### SUPPLIED TEXT
- Genre: sporting event
- Date: June
- Venue: RFK Stadium
- Locations: Washington, DC
- Country: U.S.
- Participants: United States, South Africa, Mexico, Ireland

= 2000 U.S. Cup =

The 2000 Nike United States Cup (U.S. Cup), a Nike-sponsored, United States Soccer Federation (USSF)-organized international football tournament, took place in June 2000. It was the seventh and last U.S. Cup in the series, which began in 1992.

The four teams in the competition were the United States team, Ireland, South Africa and Mexico. Of the three teams invited, Ireland was playing its third cup, Mexico its fifth (plus one U.S. Women's Cup) and South Africa its first. Ireland played in the inaugural cup in 1992 while Mexico won three straight Cups before the 2000 tournament. South Africa was the second African team to compete, after Nigeria in 1995.

[Data entries]
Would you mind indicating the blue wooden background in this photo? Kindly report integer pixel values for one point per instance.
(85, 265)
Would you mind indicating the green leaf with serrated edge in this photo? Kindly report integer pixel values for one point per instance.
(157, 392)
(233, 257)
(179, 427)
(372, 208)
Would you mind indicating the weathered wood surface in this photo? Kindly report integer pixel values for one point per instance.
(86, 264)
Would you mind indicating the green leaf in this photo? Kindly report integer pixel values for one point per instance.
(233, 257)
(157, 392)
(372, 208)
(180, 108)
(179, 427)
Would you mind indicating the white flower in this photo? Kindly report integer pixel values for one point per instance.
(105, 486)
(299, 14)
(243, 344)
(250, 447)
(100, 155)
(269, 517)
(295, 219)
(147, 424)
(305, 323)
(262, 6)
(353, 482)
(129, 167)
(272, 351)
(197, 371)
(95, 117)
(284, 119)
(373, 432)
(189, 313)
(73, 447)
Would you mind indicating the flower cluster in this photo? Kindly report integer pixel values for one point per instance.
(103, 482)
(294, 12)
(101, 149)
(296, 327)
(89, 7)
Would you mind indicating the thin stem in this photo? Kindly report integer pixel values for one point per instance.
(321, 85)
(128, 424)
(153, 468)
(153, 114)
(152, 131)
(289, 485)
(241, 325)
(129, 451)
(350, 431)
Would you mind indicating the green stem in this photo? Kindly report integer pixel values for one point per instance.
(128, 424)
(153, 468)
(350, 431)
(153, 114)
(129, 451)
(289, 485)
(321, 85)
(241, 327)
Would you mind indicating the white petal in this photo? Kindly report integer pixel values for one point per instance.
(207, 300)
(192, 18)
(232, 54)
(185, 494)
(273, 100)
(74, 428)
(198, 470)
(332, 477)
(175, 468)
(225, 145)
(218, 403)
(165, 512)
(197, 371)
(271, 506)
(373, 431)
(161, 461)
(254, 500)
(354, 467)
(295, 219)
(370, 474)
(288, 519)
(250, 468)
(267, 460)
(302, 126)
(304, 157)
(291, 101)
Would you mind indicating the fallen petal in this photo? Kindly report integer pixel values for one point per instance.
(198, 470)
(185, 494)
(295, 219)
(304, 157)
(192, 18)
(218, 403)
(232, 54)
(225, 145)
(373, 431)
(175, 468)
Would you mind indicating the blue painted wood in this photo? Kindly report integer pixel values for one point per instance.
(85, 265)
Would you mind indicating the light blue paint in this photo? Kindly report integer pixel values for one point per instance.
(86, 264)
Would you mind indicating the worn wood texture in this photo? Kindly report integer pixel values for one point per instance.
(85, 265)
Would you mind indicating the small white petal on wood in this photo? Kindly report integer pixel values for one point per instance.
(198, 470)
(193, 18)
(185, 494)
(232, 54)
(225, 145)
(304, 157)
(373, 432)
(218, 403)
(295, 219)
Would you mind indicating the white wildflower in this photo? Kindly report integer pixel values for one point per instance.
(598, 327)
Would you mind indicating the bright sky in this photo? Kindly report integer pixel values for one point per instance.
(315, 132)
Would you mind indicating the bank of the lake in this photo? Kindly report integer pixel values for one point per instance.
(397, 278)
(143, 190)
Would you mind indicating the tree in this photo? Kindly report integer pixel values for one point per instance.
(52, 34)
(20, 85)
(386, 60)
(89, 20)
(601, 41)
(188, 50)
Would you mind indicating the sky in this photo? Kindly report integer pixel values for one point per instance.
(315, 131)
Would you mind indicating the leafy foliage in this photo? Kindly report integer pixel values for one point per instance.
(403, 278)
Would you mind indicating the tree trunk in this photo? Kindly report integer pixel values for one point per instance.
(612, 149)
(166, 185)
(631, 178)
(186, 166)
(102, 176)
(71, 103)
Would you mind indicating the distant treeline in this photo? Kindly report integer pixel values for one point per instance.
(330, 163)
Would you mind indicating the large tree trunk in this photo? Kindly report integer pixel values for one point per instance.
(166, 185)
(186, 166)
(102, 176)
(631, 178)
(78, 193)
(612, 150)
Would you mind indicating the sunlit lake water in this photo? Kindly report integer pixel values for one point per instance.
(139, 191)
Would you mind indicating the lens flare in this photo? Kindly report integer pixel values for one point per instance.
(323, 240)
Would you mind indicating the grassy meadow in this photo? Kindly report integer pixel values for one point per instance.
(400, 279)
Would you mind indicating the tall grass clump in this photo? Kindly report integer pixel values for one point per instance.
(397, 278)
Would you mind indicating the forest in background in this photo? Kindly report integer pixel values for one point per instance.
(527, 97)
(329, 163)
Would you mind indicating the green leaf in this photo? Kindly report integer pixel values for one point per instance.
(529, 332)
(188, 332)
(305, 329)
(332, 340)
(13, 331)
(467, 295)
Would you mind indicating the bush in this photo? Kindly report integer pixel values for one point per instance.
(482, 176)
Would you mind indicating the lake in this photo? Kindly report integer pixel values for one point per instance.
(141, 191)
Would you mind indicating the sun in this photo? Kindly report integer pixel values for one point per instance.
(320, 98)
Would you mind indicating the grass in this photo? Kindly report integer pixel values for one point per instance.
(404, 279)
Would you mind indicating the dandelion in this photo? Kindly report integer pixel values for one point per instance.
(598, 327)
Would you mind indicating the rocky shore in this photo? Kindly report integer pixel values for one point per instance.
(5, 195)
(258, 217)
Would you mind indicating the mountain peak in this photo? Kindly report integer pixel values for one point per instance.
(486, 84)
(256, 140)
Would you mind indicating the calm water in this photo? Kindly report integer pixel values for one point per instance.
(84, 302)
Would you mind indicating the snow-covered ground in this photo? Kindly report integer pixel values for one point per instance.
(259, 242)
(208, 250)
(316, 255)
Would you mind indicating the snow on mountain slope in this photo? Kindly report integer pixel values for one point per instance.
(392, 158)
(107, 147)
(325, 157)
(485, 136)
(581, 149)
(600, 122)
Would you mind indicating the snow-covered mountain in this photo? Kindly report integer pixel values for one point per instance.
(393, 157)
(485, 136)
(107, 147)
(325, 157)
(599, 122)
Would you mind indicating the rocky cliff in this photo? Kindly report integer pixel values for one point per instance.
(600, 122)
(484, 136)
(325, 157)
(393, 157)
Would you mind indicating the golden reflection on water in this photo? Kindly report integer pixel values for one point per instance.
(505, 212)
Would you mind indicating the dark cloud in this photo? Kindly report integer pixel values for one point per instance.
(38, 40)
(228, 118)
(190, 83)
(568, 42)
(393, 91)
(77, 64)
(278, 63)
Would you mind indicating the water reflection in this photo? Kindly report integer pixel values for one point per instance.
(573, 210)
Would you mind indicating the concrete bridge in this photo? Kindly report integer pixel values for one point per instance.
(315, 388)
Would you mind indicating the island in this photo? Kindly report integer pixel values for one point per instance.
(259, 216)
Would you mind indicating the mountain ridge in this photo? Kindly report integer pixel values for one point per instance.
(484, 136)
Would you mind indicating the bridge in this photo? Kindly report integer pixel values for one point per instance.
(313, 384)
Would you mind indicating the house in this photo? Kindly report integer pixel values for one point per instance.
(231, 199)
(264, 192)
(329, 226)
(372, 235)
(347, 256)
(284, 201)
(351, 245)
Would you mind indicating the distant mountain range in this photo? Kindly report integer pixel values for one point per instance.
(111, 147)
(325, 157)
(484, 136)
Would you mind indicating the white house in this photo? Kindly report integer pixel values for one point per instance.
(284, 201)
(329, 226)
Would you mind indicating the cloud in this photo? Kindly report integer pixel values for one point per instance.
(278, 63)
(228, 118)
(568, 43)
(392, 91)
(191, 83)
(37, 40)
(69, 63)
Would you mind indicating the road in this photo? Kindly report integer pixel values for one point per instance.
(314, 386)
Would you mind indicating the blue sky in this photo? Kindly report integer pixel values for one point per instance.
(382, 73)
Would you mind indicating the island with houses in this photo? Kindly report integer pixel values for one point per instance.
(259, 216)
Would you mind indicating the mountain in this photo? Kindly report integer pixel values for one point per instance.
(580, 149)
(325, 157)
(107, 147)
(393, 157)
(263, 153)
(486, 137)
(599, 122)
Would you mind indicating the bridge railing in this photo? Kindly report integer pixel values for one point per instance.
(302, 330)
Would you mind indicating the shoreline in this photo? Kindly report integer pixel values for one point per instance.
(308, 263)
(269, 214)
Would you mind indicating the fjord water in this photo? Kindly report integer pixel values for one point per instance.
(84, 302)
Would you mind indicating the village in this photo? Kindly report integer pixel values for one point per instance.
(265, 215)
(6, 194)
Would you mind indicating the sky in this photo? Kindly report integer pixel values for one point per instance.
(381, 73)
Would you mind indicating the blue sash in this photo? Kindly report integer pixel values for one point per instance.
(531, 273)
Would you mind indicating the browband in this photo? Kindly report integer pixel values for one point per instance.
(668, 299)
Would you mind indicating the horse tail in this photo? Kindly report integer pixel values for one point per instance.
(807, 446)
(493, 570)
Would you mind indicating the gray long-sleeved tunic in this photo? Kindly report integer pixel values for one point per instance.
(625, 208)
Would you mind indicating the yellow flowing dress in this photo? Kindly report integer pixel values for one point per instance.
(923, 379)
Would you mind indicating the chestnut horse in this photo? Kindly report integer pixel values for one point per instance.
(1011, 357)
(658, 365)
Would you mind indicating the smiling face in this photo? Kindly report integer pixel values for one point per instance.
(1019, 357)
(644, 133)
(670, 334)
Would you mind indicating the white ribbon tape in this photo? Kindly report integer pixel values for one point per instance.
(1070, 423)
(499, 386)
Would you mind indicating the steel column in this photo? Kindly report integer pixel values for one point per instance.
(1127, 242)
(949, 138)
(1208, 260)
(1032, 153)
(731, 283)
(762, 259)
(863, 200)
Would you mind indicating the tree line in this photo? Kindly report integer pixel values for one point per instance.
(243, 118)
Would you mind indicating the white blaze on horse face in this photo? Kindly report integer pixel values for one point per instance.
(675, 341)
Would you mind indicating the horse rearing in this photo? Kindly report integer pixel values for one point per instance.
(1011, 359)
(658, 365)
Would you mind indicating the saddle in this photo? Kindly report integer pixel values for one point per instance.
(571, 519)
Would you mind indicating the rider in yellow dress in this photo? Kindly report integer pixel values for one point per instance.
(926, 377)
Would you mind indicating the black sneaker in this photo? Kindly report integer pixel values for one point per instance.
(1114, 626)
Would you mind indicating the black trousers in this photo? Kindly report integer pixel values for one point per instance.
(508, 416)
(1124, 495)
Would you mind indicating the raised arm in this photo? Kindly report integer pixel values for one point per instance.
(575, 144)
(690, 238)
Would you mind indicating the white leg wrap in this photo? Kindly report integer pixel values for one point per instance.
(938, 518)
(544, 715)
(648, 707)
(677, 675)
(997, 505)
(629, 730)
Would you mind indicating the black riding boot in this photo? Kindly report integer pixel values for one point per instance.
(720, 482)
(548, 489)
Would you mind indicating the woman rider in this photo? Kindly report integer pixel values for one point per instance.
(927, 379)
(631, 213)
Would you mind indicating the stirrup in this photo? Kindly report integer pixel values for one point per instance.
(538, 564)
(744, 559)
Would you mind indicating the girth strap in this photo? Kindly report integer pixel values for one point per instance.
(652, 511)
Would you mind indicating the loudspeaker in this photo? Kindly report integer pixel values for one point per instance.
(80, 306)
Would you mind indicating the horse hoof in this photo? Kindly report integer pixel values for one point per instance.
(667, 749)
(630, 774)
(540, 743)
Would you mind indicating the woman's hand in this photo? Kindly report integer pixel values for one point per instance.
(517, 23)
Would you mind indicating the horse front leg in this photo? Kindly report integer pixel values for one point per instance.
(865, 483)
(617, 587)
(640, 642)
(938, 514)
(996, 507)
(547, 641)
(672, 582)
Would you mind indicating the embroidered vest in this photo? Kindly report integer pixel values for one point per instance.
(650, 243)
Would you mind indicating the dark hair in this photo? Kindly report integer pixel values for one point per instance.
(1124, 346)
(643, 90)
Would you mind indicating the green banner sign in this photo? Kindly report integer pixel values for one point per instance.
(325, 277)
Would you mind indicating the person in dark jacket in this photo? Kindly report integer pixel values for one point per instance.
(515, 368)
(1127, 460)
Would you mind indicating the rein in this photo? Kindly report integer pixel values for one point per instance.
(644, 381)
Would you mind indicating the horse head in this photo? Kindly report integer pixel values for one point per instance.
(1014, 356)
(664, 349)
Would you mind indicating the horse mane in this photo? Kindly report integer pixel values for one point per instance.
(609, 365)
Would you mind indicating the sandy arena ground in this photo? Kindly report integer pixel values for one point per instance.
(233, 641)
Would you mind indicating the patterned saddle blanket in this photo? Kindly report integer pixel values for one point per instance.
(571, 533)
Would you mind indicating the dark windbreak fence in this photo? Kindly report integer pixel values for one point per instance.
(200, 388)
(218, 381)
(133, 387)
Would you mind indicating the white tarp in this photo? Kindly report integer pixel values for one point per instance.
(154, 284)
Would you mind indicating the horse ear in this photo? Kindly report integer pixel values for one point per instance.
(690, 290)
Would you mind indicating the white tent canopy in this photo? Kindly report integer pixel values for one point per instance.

### DIRECTIVES
1. Using the 2000 U.S. Cup text, say whether each statement agrees with it, answering yes or no and quoting the deciding words: (a) The 2000 tournament was the last U.S. Cup in the series. (b) South Africa was the first African team to compete. (c) Ireland played in the inaugural cup in 1992.
2. Rewrite the 2000 U.S. Cup text starting with "- Participants: United" and going on through "began in 1992.", putting "July" wherever "June" appears.
The data above comes from a separate source.

### RESPONSES IN ORDER
1.
(a) Yes: "It was the seventh and last U.S. Cup in the series"
(b) No: "South Africa was the second African team to compete, after Nigeria in 1995."
(c) Yes: "Ireland played in the inaugural cup in 1992"

2.
- Participants: United States, South Africa, Mexico, Ireland

= 2000 U.S. Cup =

The 2000 Nike United States Cup (U.S. Cup), a Nike-sponsored, United States Soccer Federation (USSF)-organized international football tournament, took place in July 2000. It was the seventh and last U.S. Cup in the series, which began in 1992.